EXERCISE INSTRUCTIONS
With the line containing "If you could spot the tufted" as the first and the final line of the entries as the last, repeat exactly the lines in that span, including both.

(Natural language region descriptions)
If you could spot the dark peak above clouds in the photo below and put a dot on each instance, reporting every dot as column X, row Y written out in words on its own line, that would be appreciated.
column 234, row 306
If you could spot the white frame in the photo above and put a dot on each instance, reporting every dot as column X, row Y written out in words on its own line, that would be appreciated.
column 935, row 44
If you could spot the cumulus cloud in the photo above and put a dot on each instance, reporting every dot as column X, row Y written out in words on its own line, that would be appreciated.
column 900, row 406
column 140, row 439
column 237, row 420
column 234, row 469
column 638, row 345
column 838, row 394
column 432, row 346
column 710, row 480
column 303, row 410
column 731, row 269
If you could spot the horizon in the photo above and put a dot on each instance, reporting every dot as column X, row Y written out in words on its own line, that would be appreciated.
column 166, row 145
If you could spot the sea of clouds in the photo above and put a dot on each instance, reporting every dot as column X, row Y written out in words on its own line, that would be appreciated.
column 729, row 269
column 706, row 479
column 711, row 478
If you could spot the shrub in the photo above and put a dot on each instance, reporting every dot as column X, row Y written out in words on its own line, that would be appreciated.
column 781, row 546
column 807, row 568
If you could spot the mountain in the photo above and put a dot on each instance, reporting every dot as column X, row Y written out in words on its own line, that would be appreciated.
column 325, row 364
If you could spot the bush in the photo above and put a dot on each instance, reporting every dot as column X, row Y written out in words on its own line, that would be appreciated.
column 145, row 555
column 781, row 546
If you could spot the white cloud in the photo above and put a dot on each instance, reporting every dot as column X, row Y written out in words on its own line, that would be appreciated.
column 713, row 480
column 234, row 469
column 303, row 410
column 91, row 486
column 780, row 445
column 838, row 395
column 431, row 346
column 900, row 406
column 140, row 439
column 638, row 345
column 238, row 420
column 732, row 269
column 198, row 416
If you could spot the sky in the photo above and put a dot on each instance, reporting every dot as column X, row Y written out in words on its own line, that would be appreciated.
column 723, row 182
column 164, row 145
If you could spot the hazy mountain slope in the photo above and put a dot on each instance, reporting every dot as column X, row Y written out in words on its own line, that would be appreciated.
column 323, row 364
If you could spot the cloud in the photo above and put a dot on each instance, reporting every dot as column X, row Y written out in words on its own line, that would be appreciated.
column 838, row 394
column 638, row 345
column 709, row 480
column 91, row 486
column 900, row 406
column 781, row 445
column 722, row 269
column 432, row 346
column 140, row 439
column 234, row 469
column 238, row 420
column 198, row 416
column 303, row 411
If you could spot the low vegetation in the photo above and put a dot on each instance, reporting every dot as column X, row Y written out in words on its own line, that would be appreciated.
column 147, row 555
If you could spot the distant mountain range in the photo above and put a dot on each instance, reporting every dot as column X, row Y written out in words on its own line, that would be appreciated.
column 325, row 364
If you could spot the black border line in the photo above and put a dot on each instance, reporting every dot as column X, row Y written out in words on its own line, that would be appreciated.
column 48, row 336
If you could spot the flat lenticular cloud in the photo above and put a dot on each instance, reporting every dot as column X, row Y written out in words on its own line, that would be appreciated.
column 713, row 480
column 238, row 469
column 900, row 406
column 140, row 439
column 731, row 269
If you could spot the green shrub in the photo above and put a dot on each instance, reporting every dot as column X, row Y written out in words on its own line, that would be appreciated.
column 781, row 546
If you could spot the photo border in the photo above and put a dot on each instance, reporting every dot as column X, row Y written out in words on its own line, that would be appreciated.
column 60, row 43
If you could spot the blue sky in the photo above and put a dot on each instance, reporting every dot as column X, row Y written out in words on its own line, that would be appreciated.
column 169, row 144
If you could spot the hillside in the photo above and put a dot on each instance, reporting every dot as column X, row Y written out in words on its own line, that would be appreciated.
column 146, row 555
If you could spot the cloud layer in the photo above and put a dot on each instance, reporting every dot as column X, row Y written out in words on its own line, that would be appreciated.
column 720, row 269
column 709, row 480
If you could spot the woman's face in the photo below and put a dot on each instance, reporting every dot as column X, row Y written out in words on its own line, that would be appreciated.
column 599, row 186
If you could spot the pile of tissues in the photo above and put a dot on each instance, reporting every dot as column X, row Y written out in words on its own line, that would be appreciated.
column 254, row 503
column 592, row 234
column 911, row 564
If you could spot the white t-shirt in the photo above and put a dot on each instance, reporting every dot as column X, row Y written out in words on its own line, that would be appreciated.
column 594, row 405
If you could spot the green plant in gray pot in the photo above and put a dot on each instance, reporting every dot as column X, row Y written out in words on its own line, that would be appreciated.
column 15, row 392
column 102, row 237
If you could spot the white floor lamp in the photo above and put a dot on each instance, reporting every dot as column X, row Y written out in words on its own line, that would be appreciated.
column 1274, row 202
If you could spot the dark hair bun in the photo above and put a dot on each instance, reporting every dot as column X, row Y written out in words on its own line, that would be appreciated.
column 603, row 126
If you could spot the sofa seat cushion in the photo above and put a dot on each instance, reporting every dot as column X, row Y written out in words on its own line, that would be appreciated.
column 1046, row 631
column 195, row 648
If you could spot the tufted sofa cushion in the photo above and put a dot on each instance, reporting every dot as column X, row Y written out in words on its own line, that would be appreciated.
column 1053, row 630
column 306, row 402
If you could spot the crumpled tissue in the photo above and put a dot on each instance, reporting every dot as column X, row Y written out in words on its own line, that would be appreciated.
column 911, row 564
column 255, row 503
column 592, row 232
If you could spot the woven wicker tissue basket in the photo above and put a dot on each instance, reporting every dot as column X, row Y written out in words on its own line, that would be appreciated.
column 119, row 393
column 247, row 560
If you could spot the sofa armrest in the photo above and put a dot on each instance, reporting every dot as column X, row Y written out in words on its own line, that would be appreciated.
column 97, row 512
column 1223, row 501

PROBLEM SOLUTION
If you could spot the tufted sofa cushion in the photo above and put a dot on each instance, reporting every dot as column X, row Y written out in words on its own line, that would be appreciated.
column 1053, row 630
column 306, row 402
If you could spot the crumpled tissue in the photo above and put a dot on each instance, reporting every dot as column X, row Y written out in words on its own line, that would be appreciated.
column 911, row 564
column 255, row 503
column 592, row 232
If you could spot the woven wicker tissue basket in the photo above and put a dot on each instance, reporting every dot as column X, row Y written out in words on its own line, that would be appreciated.
column 119, row 393
column 247, row 560
If you could spot the sofa armrest in the photo above and put a dot on each instance, reporting every dot as column X, row Y written out in words on its own line, that would be appreciated.
column 97, row 512
column 1223, row 501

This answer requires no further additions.